• TEXT
━━━━━━━━

Tue, 04/14/2020 - 11:57am | By: Margaret Ann Macloud

A digital history project based at The University of Southern Mississippi recently won a three-year grant totaling $349,987 from the National Endowment for the Humanities. The grant, which was awarded to the Civil War & Reconstruction Governors of Mississippi (CWRGM) project led by Dr. Susannah J. Ural will also help to employee dozens of graduate students to work on the project.

CWRGM is a digital documentary project that is digitizing Mississippi's Civil War and Reconstruction-era governors' papers as a way to better understand this definitive period of American history and make that information available for free to educators and the public. Because Southerners — regardless of class, race, or gender — contacted their governors with abandon during the Civil War and Reconstruction, these papers offer insights into nearly every major issue of the age in Mississippi, making CWRGM a wonderful opportunity to engage scholars, teachers, students, and the public with the historical lessons of democracy. Grounded in nearly 20,000 documents that span the period of the Civil War and Reconstruction, CWRGM is uncovering the voices that, despite scholars' efforts over the last several decades, remain buried in vast archival collections.

━━━━━━━━

• PROMPT A
According to the article on the CWRGM grant, how much did the National Endowment for the Humanities award, and over how many years?
• PROMPT B
Repeat the article on the CWRGM grant word for word between "CWRGM is a digital" and "vast archival collections.", inclusive.
• PROMPT C
Pick up the article on the CWRGM grant after its last sentence and write the next part.
The entries have nothing to do with this.

• DATA LISTING
━━━━━━━━

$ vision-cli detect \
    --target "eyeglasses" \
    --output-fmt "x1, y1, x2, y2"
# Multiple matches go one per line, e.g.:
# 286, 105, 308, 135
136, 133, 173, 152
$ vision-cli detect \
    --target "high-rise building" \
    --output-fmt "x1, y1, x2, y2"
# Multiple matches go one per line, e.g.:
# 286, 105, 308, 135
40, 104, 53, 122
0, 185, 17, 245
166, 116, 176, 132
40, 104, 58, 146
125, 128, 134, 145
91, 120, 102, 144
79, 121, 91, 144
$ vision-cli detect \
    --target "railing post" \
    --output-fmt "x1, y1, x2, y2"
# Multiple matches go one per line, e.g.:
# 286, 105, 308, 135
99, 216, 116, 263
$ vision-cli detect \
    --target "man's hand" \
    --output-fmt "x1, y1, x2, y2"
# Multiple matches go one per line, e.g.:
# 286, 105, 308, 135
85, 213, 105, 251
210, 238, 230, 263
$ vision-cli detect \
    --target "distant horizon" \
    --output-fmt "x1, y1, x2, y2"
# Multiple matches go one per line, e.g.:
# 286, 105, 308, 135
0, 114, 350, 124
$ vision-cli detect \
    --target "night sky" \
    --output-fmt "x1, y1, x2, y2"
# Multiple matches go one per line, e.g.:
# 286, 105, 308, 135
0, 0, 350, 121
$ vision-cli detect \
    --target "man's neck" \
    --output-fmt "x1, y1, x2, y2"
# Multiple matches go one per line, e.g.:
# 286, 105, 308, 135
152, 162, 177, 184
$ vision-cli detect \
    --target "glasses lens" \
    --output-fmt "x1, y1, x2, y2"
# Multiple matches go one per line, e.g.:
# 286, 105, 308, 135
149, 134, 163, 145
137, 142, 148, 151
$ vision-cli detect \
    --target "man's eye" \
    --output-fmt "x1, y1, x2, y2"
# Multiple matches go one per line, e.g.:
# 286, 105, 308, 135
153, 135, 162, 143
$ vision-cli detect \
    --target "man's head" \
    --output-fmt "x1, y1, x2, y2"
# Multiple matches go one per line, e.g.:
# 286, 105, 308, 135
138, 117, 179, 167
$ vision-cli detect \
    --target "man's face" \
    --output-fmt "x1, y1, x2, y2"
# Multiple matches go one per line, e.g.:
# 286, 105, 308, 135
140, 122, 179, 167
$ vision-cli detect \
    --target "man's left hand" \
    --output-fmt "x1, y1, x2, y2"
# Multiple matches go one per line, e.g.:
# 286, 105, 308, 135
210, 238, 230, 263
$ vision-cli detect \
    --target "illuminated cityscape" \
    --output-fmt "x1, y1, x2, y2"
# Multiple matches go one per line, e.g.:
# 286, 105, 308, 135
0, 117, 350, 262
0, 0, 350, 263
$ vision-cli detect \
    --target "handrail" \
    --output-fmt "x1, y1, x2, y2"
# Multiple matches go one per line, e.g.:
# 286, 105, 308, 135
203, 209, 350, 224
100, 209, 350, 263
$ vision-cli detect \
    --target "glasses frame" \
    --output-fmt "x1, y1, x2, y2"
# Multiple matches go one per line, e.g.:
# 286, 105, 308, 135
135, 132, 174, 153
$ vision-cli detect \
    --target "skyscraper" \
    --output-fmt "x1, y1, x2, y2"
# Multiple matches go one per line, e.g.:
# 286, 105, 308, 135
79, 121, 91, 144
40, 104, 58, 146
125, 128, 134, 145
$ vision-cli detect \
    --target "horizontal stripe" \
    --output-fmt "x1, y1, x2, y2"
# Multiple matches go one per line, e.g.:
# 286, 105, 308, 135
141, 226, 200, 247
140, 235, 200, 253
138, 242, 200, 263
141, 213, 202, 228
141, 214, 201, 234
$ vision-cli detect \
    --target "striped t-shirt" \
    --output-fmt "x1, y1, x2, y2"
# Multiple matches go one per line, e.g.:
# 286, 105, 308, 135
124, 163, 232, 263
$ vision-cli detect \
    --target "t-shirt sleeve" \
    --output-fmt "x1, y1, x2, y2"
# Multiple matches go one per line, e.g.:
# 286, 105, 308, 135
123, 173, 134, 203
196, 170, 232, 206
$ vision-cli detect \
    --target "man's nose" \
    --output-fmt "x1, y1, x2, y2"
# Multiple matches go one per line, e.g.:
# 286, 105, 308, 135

━━━━━━━━

• RESULT A
$349,987 over three years.

• RESULT B
CWRGM is a digital documentary project that is digitizing Mississippi's Civil War and Reconstruction-era governors' papers as a way to better understand this definitive period of American history and make that information available for free to educators and the public. Because Southerners — regardless of class, race, or gender — contacted their governors with abandon during the Civil War and Reconstruction, these papers offer insights into nearly every major issue of the age in Mississippi, making CWRGM a wonderful opportunity to engage scholars, teachers, students, and the public with the historical lessons of democracy. Grounded in nearly 20,000 documents that span the period of the Civil War and Reconstruction, CWRGM is uncovering the voices that, despite scholars' efforts over the last several decades, remain buried in vast archival collections.

• RESULT C
"This funding through the NEH Humanities Collections and Reference Resources program will employ over two dozen USM graduate students, a digital developer, social studies teacher-advisors, and a digital archivist over the next three years. Their work will ensure that the first 20 percent of the project, or about 4,000 documents, are available online and fully transcribed, with historical context and K-12 lesson plans,” Dr. Ural explained. “I am part of an incredible and dedicated team based at MDAH, MDL, and USM. We've been working tirelessly with minimal funding because we believe in this project and hoped to convince the granting agencies of its worth. It's wonderful to see this early recognition by a second major funder; this support is absolutely key for a labor-intensive project like ours."

CWRGM project partners at the Mississippi Department of Archives and History (MDAH) are digitizing all of the Civil War-era governors' papers, while the Mississippi Digital Library and the USM Digital Lab write metadata for the records and place them online. Ural and her research team then transcribe and annotate the records, work with a digital developer to make them readily accessible and searchable online, and partner with secondary teachers to create plans to link the records to state and national learning standards to ensure that the CWRGM documents are utilized in secondary classrooms across the state and the nation. All of these materials will be freely available to the public.

“We are excited to see these important resources become so much more accessible, and we're grateful to Dr. Susannah Ural and USM for taking the lead in this initiative,” Director of the MDAH Katie Blount said.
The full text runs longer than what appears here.